Problems to work on>
**1.** From the article on sex work in India, list what sex workers are seen as endangering.
**2.** According to the article on sex work in India, why is there little legitimacy or space for debate about the demands and needs of sex industry workers?
**3.** Answer these questions from the article on sex work in India:
(a) Which law regulates sex work in India?
(b) How does the article define sex work?
(c) What step does the article say would solve a variety of problems?
═══ Selected extract
This article has been authored by Biyanka Bhatia, a third year student at UPES, Dehradun.


In the Indian society, sex workers are often seen as a menace, a class threatening the social order by endangering public health, sexual morality and civic values. Sex work means the exchange of sexual services for some form of remuneration. The Indian law regulating sex work, Immoral Trafficking (Prevention) Act, 1956(“ITPA”); severely penalizes activities associated with transactional sex. By reading the provisions of ITPA, it is indicated that transactional sex is not a crime in itself but the associated acts are sanctioned, which undoubtedly leads to discouragement among sex workers. But is it the right approach adopted by the legislature and now being promoted by the judiciary? Engaging in sexual activity is a personal decision, and criminalizing it is an example of audacious state paternalism that violates individual autonomy and dignity, thus, undermining constitutional rights.

As prostitution is concealed under a veil of sexual morality and social order, unlike other occupations, there is little legitimacy or space for debate about the demands and needs of sex industry workers. Thus, even their basic human rights are at stake. By giving sex work, a legal status, a variety of problems would be solved, and would be a progressive step towards a liberal society.
══════
═══ Items
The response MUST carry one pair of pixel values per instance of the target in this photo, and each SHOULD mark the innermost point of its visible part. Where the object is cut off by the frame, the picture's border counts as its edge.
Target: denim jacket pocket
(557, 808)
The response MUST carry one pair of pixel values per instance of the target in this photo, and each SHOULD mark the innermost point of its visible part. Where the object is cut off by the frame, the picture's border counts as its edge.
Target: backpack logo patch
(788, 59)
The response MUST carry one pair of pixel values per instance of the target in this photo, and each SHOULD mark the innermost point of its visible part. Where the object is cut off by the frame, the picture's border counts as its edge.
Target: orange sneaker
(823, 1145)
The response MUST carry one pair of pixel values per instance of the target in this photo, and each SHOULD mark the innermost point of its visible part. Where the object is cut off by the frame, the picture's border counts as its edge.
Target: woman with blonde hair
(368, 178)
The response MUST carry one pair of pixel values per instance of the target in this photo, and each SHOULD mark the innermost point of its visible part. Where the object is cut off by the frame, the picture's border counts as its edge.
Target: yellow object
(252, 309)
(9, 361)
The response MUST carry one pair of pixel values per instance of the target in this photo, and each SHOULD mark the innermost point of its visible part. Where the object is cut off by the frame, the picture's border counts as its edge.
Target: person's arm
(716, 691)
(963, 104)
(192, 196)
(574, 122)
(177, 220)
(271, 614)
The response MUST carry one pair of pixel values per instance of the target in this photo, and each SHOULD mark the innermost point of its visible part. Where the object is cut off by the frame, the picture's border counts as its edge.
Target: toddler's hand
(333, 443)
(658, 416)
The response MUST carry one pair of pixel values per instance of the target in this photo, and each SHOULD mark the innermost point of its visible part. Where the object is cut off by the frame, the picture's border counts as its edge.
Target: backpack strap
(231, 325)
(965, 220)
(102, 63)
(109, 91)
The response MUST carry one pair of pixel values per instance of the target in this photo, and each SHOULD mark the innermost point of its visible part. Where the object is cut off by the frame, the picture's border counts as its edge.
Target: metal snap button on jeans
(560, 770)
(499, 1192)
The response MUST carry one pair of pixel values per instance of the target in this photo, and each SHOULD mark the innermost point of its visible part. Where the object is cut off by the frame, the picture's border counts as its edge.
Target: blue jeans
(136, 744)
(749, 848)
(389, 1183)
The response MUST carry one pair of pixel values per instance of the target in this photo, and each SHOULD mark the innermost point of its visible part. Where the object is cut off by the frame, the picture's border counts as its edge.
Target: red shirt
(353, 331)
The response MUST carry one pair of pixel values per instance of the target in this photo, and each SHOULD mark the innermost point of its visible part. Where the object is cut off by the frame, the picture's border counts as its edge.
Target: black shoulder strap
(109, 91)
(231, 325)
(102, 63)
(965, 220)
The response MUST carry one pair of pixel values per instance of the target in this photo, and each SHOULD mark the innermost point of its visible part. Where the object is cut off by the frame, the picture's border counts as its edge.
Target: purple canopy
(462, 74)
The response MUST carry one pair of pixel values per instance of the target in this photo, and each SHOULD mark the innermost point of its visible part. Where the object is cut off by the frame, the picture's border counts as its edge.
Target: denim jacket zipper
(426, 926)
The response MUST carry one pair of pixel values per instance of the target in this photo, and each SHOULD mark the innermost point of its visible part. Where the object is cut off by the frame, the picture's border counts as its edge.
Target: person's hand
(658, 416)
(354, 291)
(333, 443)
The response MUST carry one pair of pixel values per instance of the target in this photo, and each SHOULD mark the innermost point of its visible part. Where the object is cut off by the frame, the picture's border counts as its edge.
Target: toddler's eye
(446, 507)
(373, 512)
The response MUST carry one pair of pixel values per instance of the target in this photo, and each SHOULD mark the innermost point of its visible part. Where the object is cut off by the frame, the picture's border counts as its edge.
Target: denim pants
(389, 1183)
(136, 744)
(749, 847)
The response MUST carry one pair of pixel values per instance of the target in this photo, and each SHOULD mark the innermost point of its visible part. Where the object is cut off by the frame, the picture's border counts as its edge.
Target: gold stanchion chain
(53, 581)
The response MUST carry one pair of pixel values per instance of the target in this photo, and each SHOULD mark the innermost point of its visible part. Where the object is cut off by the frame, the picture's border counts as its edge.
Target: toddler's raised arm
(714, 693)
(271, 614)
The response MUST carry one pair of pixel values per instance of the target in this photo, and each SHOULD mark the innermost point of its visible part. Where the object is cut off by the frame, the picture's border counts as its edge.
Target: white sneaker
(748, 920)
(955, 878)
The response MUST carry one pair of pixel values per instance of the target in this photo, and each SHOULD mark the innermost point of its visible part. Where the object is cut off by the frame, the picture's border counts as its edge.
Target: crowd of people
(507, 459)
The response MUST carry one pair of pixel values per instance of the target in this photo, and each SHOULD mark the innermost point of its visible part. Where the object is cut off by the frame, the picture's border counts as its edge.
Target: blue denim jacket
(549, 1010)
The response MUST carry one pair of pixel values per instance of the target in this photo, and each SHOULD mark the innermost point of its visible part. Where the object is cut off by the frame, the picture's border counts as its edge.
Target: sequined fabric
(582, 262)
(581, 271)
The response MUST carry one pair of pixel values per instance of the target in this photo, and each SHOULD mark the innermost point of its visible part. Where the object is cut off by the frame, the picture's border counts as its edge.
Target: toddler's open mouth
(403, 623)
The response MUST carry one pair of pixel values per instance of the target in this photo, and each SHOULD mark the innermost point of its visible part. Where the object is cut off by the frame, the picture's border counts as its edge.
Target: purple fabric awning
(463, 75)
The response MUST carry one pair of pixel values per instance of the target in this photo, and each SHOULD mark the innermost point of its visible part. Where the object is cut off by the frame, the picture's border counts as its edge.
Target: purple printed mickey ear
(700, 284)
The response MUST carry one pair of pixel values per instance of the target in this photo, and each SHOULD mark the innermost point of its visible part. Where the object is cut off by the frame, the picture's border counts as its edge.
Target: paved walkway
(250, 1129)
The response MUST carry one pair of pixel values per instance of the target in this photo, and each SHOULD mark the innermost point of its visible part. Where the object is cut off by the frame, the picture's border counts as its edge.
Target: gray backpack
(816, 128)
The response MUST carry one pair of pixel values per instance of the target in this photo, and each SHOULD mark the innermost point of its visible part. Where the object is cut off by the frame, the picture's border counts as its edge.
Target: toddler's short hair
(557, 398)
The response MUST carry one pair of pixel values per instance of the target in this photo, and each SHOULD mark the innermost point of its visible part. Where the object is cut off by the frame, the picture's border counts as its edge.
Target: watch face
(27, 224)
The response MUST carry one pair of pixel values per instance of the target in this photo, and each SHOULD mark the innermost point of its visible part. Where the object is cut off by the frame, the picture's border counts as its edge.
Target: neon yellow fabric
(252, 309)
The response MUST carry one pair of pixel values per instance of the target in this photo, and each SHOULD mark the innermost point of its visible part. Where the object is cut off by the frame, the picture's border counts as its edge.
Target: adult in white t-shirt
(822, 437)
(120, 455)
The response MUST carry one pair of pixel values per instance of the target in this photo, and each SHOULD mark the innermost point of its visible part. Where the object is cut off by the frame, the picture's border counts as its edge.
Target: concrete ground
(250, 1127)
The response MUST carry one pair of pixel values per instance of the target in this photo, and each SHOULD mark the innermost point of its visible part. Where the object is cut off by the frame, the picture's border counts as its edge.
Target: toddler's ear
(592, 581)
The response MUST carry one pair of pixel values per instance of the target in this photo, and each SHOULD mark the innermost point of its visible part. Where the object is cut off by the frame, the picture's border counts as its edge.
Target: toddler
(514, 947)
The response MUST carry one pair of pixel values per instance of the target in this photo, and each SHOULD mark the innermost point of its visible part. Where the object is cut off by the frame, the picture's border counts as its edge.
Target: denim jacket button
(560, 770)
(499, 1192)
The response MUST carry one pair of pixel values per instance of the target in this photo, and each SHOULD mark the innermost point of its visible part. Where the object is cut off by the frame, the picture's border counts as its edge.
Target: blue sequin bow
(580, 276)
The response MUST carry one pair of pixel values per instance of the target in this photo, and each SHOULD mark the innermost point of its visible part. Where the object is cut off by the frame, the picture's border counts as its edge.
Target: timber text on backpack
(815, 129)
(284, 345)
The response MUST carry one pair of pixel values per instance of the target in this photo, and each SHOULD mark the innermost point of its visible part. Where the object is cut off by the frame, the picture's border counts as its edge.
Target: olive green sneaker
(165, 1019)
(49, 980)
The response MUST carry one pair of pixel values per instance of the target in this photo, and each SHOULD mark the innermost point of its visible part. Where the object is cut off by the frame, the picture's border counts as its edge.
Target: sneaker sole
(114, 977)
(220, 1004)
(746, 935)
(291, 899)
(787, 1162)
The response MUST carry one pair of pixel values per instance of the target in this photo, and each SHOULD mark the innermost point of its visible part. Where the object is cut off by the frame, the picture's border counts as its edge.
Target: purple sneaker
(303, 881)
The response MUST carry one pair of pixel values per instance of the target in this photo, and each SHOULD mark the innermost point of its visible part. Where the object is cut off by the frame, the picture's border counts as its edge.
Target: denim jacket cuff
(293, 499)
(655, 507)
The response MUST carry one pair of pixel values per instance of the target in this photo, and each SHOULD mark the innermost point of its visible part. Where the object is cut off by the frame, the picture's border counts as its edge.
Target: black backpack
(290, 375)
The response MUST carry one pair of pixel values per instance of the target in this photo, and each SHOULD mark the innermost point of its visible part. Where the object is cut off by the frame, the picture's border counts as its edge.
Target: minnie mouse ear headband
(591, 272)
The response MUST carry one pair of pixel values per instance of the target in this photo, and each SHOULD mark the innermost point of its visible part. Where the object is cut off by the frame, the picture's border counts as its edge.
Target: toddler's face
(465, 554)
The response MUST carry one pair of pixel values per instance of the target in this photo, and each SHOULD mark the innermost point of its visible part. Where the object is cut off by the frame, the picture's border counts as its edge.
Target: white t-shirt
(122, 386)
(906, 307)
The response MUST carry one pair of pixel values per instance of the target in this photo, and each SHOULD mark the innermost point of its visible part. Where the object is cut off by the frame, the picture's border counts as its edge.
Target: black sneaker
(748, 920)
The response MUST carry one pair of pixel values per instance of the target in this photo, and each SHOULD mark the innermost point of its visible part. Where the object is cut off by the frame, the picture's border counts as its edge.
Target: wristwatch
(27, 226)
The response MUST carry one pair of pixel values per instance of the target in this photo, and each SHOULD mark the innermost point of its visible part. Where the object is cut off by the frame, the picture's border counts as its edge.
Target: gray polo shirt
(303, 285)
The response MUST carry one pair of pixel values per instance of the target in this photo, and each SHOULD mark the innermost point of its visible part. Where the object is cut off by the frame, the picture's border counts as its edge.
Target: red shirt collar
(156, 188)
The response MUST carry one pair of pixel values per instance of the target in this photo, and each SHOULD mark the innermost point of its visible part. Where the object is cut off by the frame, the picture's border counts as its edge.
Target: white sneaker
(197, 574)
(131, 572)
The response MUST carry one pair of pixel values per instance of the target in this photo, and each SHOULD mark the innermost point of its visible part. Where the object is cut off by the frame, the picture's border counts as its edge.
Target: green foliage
══════
Correct answers>
**1.** Public health, sexual morality and civic values.

**2.** Unlike other occupations, prostitution is concealed under a veil of sexual morality and social order. As a result, there is little legitimacy or room to debate these workers' needs, and even their basic human rights are at stake.

**3.**
(a) The Immoral Trafficking (Prevention) Act, 1956 (ITPA).
(b) The exchange of sexual services for some form of remuneration.
(c) Giving sex work a legal status.